Exercise requirements:
A. Please quote the passage about playing gigs, starting with "The last gig" and going on through "had disintegrated happily.".
B. In the passage about playing gigs, where was the last gig held?

Article:

He spoke haltingly and you had to concentrate to hear what he was saying and what he was saying was so eloquent and made so much sense and his heart was so big and beautiful and
Feranze Attman was also at this gig and we all had a great time and just remembering it to write it down now is getting me a little tearful.

The last gig we did was at Lewisham Labour club and the whole team more or less turned out. Zolan Quabble didn't come but Nadia, the Algerian drummer who hadn't been around for a while did and was on fire. The support band were a five piece rock band from Barcelona. There were also a couple of solo singer songwriters and the whole thing finished off with everybody on stage going crazy.

And we never really played again.

I ran a cabaret at the Black Horse in Catford for a while. Started to do a few gigs for an organisation called SYLVIA which stands for Support Your Local Venues and Independent Artists. A few gigs for Scabaret and Gods Little Joke and The Hard Edge Club in Soho.

By this time I had left A&S because it had become mainstream and I wanted to stay "on the Edge" and Ragged Trousered Cabaret had disintegrated happily.

I was introduced to my wife at Gods Little Joke by the woman who ran it called Tammy Youseloff.

Coordinate labeling data
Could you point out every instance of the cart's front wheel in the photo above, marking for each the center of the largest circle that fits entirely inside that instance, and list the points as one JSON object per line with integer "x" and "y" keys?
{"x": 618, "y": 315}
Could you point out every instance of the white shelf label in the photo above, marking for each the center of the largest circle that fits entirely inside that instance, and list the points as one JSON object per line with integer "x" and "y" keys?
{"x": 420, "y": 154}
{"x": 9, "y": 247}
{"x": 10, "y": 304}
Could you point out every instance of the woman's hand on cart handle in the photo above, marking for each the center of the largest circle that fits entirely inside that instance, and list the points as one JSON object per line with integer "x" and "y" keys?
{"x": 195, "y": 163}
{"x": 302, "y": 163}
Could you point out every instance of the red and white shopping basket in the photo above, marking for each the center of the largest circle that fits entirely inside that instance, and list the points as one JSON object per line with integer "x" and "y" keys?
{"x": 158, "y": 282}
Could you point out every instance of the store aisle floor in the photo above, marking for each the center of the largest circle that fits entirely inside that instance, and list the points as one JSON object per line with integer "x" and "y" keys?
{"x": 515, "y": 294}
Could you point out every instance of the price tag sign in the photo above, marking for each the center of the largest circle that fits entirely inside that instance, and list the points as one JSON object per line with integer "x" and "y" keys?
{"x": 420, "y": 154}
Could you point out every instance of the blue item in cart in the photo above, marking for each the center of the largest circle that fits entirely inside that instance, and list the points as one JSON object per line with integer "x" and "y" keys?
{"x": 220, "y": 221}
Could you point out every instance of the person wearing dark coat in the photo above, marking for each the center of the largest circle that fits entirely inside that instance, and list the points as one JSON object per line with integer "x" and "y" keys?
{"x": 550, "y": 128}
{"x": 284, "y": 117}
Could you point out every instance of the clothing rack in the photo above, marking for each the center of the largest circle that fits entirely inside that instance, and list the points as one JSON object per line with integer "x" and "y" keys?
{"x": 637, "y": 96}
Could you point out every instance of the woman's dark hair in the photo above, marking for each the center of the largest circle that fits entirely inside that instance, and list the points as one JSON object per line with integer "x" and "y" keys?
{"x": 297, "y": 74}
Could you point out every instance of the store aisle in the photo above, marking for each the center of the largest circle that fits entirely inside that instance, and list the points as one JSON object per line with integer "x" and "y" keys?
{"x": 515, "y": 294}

The responses:
A.
The last gig we did was at Lewisham Labour club and the whole team more or less turned out. Zolan Quabble didn't come but Nadia, the Algerian drummer who hadn't been around for a while did and was on fire. The support band were a five piece rock band from Barcelona. There were also a couple of solo singer songwriters and the whole thing finished off with everybody on stage going crazy.

And we never really played again.

I ran a cabaret at the Black Horse in Catford for a while. Started to do a few gigs for an organisation called SYLVIA which stands for Support Your Local Venues and Independent Artists. A few gigs for Scabaret and Gods Little Joke and The Hard Edge Club in Soho.

By this time I had left A&S because it had become mainstream and I wanted to stay "on the Edge" and Ragged Trousered Cabaret had disintegrated happily.

B. Lewisham Labour club